> [Exercise instructions]
Report how many lines in the records contain the string "shirt". Give only the number.

> [Recorded data]
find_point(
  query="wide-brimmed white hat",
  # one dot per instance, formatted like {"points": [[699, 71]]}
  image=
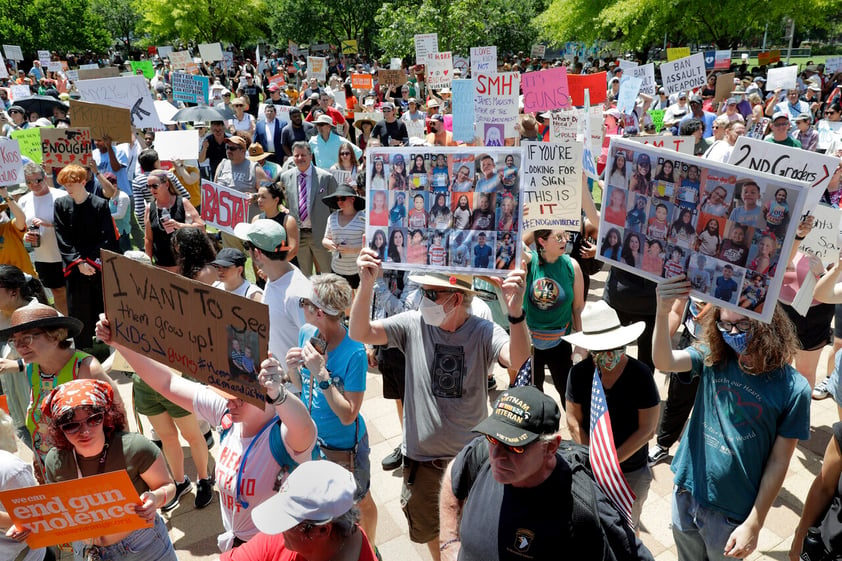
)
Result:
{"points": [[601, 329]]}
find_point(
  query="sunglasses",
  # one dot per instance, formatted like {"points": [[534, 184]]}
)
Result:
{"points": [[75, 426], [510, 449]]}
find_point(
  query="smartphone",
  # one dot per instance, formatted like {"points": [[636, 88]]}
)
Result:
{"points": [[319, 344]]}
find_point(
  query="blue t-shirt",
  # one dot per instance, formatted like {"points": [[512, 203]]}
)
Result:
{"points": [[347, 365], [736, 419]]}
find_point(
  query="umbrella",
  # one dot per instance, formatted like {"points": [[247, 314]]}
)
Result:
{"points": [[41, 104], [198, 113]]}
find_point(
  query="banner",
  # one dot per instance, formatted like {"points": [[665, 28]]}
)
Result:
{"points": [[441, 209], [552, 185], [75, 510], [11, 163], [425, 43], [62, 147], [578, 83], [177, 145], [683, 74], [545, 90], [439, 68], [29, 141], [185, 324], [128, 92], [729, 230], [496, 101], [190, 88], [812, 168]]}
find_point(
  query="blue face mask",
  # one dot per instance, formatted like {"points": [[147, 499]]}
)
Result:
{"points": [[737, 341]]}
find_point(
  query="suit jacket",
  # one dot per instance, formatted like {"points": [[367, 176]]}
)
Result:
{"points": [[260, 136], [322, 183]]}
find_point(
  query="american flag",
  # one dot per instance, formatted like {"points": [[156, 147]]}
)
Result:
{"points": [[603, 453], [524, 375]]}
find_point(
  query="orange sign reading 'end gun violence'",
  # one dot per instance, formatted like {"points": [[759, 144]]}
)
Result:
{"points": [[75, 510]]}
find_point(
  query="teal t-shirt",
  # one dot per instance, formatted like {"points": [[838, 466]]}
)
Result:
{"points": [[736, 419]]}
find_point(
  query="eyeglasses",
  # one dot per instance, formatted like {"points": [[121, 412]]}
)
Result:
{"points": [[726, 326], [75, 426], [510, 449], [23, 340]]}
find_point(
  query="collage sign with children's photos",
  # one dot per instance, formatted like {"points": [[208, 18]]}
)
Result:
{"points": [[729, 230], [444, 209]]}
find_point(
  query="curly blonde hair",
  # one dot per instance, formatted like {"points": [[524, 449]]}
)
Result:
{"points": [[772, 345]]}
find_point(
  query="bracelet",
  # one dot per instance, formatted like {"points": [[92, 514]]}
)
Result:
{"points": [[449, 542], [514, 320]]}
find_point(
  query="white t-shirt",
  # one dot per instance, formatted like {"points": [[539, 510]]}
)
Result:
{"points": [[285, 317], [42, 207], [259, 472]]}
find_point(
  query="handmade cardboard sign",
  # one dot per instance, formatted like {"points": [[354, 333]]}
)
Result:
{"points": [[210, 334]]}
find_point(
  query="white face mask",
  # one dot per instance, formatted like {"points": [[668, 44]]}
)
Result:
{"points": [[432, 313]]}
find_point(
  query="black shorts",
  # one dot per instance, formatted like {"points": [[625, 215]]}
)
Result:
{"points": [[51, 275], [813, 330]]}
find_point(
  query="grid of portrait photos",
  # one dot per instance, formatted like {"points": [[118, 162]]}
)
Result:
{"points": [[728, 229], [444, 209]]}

> [Completed exercise]
3